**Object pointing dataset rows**
^^^^^^^^

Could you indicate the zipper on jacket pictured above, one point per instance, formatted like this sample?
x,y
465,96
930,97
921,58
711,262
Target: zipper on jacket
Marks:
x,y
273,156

^^^^^^^^

**WHAT TO DO**
Replace "zipper on jacket" with "jacket zipper" throughout the records and write them out again with nothing else changed.

**TASK RESPONSE**
Could you indicate the jacket zipper pictured above, one point per instance, formatted like this sample?
x,y
465,96
930,97
921,58
711,262
Target: jacket zipper
Marks:
x,y
273,156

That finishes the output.